◆ **WHAT IS REQUIRED**: Show every line of the records that contains the word "helmet", copying each line in full. Case counts.

◆ **RECORDS SUPPLIED**:
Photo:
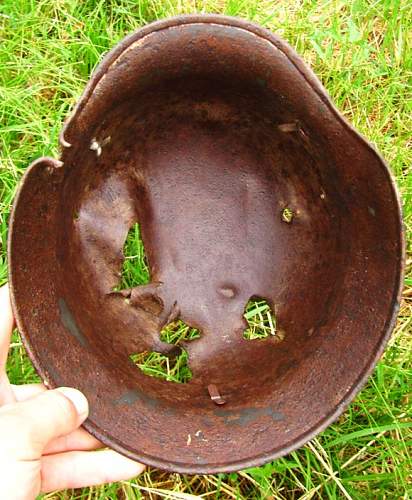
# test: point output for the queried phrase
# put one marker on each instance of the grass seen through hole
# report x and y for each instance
(261, 321)
(135, 270)
(171, 368)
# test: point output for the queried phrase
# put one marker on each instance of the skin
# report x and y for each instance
(42, 446)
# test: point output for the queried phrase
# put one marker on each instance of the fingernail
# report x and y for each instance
(77, 398)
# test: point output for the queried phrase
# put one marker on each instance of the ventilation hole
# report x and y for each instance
(135, 270)
(169, 368)
(178, 331)
(287, 215)
(261, 321)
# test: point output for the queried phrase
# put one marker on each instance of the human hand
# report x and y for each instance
(42, 447)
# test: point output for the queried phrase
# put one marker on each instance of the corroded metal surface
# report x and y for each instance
(204, 129)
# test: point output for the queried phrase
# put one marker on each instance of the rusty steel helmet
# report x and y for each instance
(214, 136)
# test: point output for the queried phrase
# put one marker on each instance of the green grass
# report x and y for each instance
(361, 50)
(135, 270)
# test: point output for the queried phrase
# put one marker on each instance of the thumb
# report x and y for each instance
(26, 428)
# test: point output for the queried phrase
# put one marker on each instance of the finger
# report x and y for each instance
(26, 428)
(81, 468)
(27, 391)
(6, 325)
(78, 440)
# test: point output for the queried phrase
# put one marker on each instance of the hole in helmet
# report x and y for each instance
(261, 321)
(172, 367)
(287, 215)
(135, 269)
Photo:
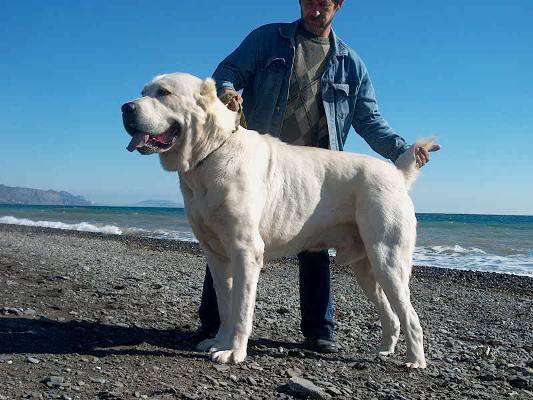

◆ **WRITTEN SOLUTION**:
# put one marker on each instance of the rusty steel helmet
# put one marker on each instance of the hole in helmet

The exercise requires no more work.